*** Data supplied Section Begins ***

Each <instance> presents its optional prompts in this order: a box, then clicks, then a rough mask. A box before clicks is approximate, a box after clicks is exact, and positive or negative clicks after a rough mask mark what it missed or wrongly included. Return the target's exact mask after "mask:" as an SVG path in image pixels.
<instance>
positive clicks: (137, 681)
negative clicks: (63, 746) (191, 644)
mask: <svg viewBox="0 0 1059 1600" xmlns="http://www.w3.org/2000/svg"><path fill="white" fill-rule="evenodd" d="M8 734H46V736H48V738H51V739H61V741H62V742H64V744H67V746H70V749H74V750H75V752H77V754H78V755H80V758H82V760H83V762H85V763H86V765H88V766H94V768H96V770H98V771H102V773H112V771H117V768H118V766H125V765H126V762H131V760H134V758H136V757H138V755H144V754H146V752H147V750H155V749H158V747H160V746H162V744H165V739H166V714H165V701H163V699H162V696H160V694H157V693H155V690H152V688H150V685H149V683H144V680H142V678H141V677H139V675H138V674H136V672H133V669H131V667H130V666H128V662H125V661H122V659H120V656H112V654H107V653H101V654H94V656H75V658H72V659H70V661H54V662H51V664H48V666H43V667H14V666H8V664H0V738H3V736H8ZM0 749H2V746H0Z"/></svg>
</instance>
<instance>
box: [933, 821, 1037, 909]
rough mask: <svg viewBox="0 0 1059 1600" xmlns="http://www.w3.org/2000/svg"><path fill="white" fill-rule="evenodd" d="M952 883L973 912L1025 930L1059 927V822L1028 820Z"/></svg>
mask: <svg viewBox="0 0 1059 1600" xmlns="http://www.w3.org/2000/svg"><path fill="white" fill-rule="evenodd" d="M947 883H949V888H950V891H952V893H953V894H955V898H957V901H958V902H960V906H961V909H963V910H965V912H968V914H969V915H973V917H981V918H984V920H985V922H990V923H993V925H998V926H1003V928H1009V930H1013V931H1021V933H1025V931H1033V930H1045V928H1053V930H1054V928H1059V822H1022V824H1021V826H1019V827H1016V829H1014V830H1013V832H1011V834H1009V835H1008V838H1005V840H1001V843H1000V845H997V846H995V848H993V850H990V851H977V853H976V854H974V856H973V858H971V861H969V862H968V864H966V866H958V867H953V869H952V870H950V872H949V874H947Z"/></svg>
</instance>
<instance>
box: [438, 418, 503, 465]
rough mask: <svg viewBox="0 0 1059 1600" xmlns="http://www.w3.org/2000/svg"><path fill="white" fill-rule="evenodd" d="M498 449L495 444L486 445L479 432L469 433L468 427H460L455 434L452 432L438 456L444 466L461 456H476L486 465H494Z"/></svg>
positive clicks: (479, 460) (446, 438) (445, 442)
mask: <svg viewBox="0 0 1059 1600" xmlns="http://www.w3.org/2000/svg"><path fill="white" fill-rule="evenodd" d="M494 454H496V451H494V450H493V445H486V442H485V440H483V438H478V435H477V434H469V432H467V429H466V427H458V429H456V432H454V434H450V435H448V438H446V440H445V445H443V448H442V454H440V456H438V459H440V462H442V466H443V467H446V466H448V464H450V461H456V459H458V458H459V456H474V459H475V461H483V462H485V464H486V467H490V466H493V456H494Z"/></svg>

*** Data supplied Section Ends ***
*** Data supplied Section Begins ***

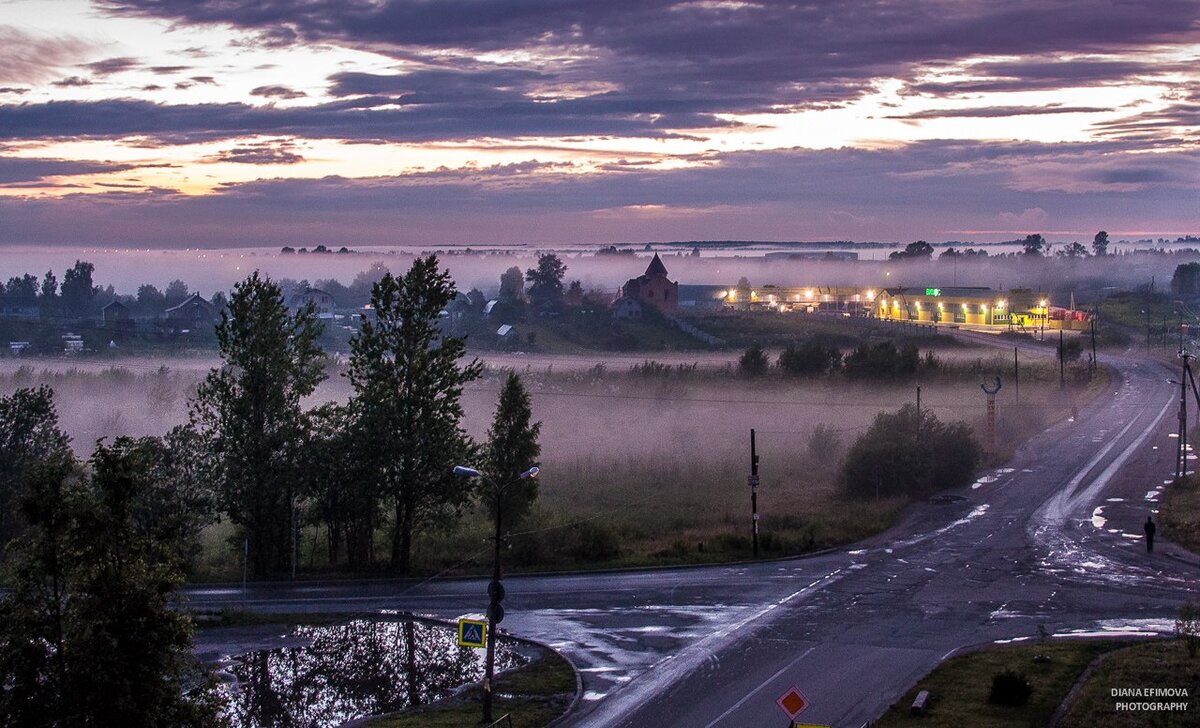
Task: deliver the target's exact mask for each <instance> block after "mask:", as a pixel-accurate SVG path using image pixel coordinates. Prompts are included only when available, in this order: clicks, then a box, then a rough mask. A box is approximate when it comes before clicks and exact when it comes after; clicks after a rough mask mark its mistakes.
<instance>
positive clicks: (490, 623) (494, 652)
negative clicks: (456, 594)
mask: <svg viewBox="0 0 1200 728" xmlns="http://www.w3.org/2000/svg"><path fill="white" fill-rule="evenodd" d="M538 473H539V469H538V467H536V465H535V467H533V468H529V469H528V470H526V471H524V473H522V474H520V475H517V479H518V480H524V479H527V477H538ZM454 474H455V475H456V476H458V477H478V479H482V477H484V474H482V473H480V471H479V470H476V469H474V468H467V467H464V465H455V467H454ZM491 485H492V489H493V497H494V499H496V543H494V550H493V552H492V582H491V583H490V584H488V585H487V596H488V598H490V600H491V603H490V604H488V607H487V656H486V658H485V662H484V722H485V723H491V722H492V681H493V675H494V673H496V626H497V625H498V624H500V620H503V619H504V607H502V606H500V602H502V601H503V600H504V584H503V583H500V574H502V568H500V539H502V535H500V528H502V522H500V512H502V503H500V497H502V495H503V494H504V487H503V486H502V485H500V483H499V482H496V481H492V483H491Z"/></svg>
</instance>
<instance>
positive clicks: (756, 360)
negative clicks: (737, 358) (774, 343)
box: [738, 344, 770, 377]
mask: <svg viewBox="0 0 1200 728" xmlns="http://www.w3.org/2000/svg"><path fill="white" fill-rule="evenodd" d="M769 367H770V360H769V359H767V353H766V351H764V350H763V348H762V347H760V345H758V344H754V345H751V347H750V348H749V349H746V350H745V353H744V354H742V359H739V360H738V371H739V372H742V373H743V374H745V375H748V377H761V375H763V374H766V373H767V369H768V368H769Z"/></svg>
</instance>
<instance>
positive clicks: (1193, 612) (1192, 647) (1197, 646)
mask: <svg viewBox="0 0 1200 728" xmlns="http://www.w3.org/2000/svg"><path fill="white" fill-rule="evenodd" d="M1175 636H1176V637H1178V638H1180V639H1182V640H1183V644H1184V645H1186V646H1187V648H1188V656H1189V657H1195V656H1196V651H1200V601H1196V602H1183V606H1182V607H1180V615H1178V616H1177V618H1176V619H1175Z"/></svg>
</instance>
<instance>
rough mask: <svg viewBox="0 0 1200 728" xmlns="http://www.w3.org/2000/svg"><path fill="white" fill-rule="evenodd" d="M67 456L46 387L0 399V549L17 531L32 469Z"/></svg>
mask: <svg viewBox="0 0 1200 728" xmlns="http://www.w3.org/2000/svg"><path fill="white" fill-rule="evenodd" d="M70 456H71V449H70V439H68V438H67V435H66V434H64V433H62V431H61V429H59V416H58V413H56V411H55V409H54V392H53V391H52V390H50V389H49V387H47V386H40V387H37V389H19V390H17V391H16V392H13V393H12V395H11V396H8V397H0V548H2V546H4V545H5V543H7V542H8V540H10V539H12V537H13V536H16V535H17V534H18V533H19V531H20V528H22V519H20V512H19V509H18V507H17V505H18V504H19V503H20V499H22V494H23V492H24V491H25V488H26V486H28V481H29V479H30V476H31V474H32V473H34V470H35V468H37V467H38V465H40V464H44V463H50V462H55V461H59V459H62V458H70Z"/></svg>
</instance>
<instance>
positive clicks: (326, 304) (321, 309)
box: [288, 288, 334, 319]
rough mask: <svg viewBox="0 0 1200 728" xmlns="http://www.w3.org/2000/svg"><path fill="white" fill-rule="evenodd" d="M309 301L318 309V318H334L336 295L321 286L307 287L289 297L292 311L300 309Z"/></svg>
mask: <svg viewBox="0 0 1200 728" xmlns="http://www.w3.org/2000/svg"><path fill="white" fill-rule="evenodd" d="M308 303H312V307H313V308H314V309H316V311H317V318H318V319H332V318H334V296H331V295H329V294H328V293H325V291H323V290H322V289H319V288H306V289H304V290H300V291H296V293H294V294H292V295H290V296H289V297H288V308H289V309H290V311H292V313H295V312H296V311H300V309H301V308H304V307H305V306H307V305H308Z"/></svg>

*** Data supplied Section Ends ***

In your answer, include only the lines above starting at the line that holds "Each <instance> presents" and ending at the line that holds "positive clicks: (137, 681)", copied exactly.

Each <instance> presents its optional prompts in this order: a box, then clicks, then a rough mask. A box before clicks is approximate, a box after clicks is exact, and positive or negative clicks after a rough mask mark what it missed or wrongly included. Return the target's exact mask after "mask:" as an SVG path in image pixels.
<instance>
positive clicks: (137, 681)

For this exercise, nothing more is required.